BEGIN Records for the exercise

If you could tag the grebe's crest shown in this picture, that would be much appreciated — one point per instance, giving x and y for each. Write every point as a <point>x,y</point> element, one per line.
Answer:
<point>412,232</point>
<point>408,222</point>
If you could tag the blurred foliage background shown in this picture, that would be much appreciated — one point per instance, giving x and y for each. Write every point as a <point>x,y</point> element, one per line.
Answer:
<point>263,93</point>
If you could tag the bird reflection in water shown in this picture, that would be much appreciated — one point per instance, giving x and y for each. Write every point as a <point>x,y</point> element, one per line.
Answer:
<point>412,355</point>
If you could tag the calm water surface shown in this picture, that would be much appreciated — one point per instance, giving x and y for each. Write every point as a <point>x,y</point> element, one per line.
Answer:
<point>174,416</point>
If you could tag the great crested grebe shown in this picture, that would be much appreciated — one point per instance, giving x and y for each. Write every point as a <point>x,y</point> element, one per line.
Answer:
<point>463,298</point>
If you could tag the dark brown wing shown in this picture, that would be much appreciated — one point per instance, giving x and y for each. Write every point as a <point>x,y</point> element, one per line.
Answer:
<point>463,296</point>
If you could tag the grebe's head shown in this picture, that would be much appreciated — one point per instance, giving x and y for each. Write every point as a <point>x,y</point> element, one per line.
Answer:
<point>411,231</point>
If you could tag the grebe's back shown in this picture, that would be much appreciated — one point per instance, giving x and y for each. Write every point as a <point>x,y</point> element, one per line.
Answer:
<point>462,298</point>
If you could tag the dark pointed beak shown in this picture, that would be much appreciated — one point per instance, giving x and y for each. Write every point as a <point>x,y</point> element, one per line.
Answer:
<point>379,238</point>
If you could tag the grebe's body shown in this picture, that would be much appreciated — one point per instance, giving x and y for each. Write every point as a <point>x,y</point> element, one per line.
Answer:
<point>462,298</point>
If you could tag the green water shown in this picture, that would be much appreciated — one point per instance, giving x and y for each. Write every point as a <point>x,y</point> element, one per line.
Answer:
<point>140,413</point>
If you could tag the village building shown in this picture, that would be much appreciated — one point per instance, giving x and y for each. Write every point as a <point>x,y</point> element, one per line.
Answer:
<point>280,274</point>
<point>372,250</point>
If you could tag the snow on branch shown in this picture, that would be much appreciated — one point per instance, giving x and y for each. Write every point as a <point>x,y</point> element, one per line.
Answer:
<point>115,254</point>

END Records for the exercise

**What is being asked**
Each entry needs to be copied out exactly.

**Your response**
If you could tag the grebe's crest shown in this picture, that would be much appreciated — one point per instance, giving x and y for each. Write every point as a <point>x,y</point> element, one per line.
Answer:
<point>412,232</point>
<point>408,222</point>
If you could tag the blurred foliage background shown in this picture, that would be much appreciated — one point per instance, giving x and y for each. Write every point as a <point>x,y</point> element, one per line.
Answer:
<point>263,93</point>
If you could tag the bird reflection in water shown in this picture, that would be much appreciated — one point per instance, giving x and y for each. Write every point as a <point>x,y</point> element, one per line.
Answer:
<point>412,355</point>
If you could tag the calm water surface shown in this picture, that would be much appreciated — one point per instance, giving x and y for each. Write every point as a <point>x,y</point> element, one per line.
Answer:
<point>174,416</point>
If you could tag the great crested grebe shown in this picture, that would be much appreciated — one point per instance, giving x and y for each. Write every point as a <point>x,y</point> element, one per line.
Answer:
<point>463,298</point>
If you could tag the dark brown wing shown in this picture, that would be much appreciated — one point per instance, giving x and y for each. Write every point as a <point>x,y</point> element, one per line.
Answer:
<point>463,296</point>
If you could tag the grebe's head shown in this picture, that would be much appreciated — one point per instance, giving x and y for each. Write every point as a <point>x,y</point> element, one per line.
Answer:
<point>411,231</point>
If you could tag the grebe's back shown in this picture, that would be much appreciated — one point per instance, giving x and y for each. Write every point as a <point>x,y</point> element, one per line.
Answer:
<point>462,298</point>
If you could tag the dark pointed beak shown in this picture, that would be much appreciated — one point per instance, giving x and y for each. Write every point as a <point>x,y</point> element, one per line.
Answer:
<point>379,238</point>
If you could tag the grebe's body shown in this picture, that would be much appreciated — one point per instance, giving x and y for each. Write every point as a <point>x,y</point> element, one per line.
Answer:
<point>462,298</point>
If you could tag the green water shown in this picture, that would be much appreciated — one point per instance, giving x and y for each. Write every point as a <point>x,y</point> element, one per line.
Answer:
<point>140,413</point>
If you could tag the village building shown in this picture, that would be much appreciated — one point per instance, giving x and y for each. Write every point as a <point>x,y</point> element, one per line.
Answer:
<point>280,274</point>
<point>372,250</point>
If you could tag the snow on branch shown in this picture, that would be much appreciated — one point per instance, giving x and y for each. Write every point as a <point>x,y</point> element, one per line.
Answer:
<point>115,254</point>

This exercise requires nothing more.